* Problems to solve:
[A] List every banknote denomination that the piece on Iran's currency mentions, with the country or period each belongs to.
[B] Answer these from the piece on Iran's currency:
(i) What was the rial-to-dollar exchange rate at the time of the 1979 revolution?
(ii) Roughly how much is the new 10 million rial note worth in US dollars?
(iii) Where do official figures place inflation?
[C] Pick up the piece on Iran's currency after its last sentence and write what comes next.

What Iran is doing right now is something we have seen repeatedly throughout history whenever a currency begins to die. Governments start issuing larger and larger banknotes because the existing denominations no longer function in daily life. This took place in the Weimar Republic hyperinflation, where trillion-mark notes were printed, and again in Zimbabwe hyperinflation, where 100 trillion dollar notes became commonplace. The pattern is always the same. The currency loses purchasing power, prices rise uncontrollably, and instead of fixing the underlying problem, governments simply add more zeros. Iran introducing a 10 million rial note is the same historical signal that the currency is worthless.
The introduction of a 10 million rial banknote, now the highest denomination in the country’s history, is being presented as a practical measure to “facilitate transactions.” In reality, it is an admission that the currency itself has failed. When a nation must print larger and larger notes just to keep commerce functioning, that is not stability, it is a monetary breakdown.
The new 10 million rial note is reportedly worth roughly $7 USD at current exchange rates. A “million” denomination has become meaningless. People no longer think in terms of value but in terms of survival. The numbers grow larger, but purchasing power collapses.
The reality on the ground confirms this collapse in confidence. The Iranian rial is now trading around 1.4 to 1.6 million per US dollar on the open market, levels that reflect a dramatic erosion in trust. At the time of the 1979 revolution, the exchange rate was roughly 70 rials per dollar, meaning the currency has lost tens of thousands of times its value over time. Even in the past year alone, the decline has accelerated, showing that this is not a slow deterioration but a rapid phase of collapse.
Official figures place inflation near 48–50%, with food prices rising even faster. This is where the destruction becomes visible to the average person. Prices rise faster than wages, savings are wiped out, and the middle class disappears. When you combine a collapsing currency with inflation approaching 50%, what you are really seeing is purchasing power being annihilated. People are not becoming poorer because they earn less. They are becoming poorer because their money no longer holds value.

* Information given:
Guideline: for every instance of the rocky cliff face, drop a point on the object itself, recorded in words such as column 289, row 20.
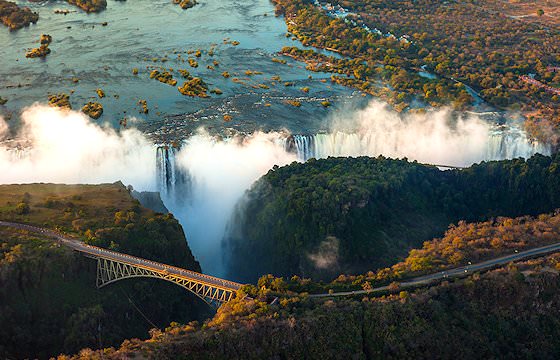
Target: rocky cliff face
column 48, row 300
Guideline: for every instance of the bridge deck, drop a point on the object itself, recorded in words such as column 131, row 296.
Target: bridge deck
column 97, row 252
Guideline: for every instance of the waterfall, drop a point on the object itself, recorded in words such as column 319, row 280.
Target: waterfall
column 501, row 144
column 171, row 179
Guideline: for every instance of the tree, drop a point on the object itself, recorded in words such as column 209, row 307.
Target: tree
column 22, row 208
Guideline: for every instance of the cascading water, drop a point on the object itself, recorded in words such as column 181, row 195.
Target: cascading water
column 203, row 179
column 501, row 144
column 173, row 182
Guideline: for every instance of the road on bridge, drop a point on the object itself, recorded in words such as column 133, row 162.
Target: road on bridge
column 95, row 251
column 230, row 285
column 456, row 272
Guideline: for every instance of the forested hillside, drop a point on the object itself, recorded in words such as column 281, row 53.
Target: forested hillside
column 352, row 215
column 508, row 313
column 48, row 300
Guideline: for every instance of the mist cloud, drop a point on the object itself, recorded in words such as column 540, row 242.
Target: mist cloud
column 67, row 147
column 326, row 255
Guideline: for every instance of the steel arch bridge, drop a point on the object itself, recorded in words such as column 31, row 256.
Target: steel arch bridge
column 110, row 271
column 113, row 266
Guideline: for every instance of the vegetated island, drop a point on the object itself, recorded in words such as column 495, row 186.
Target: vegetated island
column 93, row 109
column 194, row 87
column 43, row 50
column 453, row 53
column 89, row 5
column 60, row 100
column 48, row 299
column 481, row 315
column 185, row 4
column 16, row 17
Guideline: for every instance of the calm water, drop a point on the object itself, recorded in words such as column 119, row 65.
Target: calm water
column 139, row 31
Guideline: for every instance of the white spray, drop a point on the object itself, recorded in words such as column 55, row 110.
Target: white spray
column 66, row 147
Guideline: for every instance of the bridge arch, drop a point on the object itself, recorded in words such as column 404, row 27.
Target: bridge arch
column 110, row 271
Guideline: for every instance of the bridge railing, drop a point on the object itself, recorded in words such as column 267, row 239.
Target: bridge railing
column 116, row 255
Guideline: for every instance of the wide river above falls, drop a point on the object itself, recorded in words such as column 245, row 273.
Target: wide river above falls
column 139, row 34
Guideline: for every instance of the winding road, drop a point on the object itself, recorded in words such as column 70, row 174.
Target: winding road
column 95, row 251
column 233, row 286
column 456, row 272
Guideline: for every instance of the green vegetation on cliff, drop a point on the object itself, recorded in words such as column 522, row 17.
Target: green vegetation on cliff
column 48, row 300
column 508, row 313
column 428, row 49
column 351, row 215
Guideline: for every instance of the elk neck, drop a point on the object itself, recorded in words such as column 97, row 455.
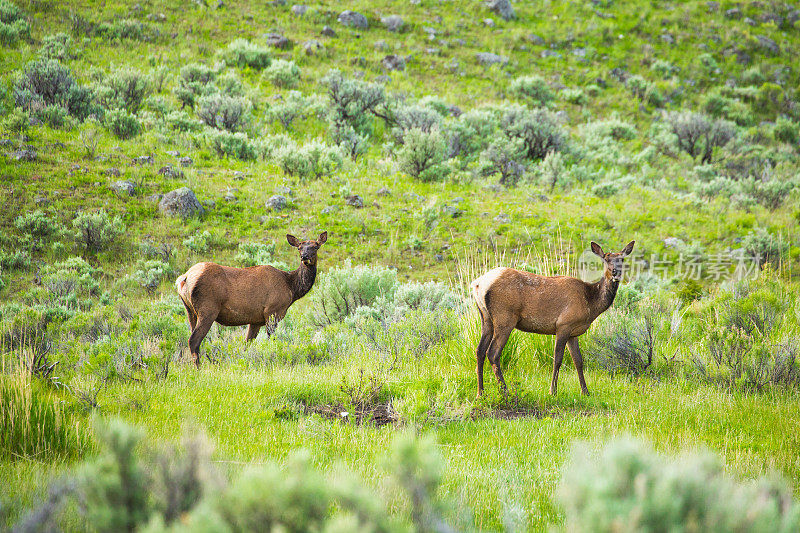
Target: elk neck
column 603, row 293
column 302, row 279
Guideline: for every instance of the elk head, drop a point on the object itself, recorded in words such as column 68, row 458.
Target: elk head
column 613, row 261
column 308, row 249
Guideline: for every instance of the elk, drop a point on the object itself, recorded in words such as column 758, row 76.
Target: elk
column 254, row 296
column 550, row 305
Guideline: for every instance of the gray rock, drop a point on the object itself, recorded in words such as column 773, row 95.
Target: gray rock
column 393, row 62
column 487, row 59
column 180, row 203
column 768, row 44
column 535, row 39
column 169, row 171
column 503, row 8
column 733, row 13
column 452, row 211
column 312, row 47
column 353, row 19
column 673, row 242
column 393, row 23
column 24, row 155
column 354, row 200
column 276, row 202
column 124, row 187
column 276, row 40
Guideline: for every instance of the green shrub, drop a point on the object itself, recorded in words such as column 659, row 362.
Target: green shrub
column 786, row 130
column 537, row 129
column 315, row 159
column 199, row 243
column 183, row 122
column 698, row 135
column 13, row 26
column 255, row 253
column 533, row 89
column 339, row 292
column 236, row 145
column 224, row 112
column 353, row 101
column 58, row 46
column 37, row 229
column 151, row 272
column 630, row 488
column 96, row 231
column 195, row 80
column 34, row 423
column 282, row 73
column 504, row 157
column 242, row 53
column 423, row 154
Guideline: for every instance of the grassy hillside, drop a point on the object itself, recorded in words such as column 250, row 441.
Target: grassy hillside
column 431, row 146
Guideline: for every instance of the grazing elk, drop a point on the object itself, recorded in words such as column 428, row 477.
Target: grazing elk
column 551, row 305
column 254, row 296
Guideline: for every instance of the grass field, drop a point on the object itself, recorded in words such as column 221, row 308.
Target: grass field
column 676, row 124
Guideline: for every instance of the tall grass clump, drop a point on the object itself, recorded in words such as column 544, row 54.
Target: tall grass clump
column 631, row 488
column 35, row 425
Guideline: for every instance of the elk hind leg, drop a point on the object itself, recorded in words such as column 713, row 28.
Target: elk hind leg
column 486, row 338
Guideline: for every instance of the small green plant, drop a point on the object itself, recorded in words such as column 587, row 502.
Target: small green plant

* Outputs for the tasks:
[A]
Trillion-mark notes: the Weimar Republic
100 trillion dollar notes: Zimbabwe
10 million rial note: Iran

[B]
(i) Roughly 70 rials per dollar.
(ii) Roughly $7 USD.
(iii) Near 48–50%.

[C]
What is even more telling is the government’s response. Before introducing the 10 million note, they rolled out a 5 million rial note worth only a few dollars. First, the denominations increase incrementally, then they accelerate as confidence disappears. These are all clear signs of a failed currency.
There have long been reports of people rushing to withdraw cash, fearing further currency weakness and potential restrictions. The public knows their currency is worthless. People have withdrawn whatever they could, spent it quickly, or converted it into hard assets or foreign currency.
The underlying cause here is not mysterious. Iran has been financing deficits through money creation for years while facing sanctions and internal corruption. This combination destroys confidence in both the government and the currency. Printing money does not create wealth. It simply dilutes what already exists.
When governments lose control of their finances, they always turn to the printing press. But printing money does not solve the problem. The introduction of a 10 million rial note is not a solution. It is a symptom. Iran is now in a phase where the currency is no longer trusted, and the entire economic system is at risk.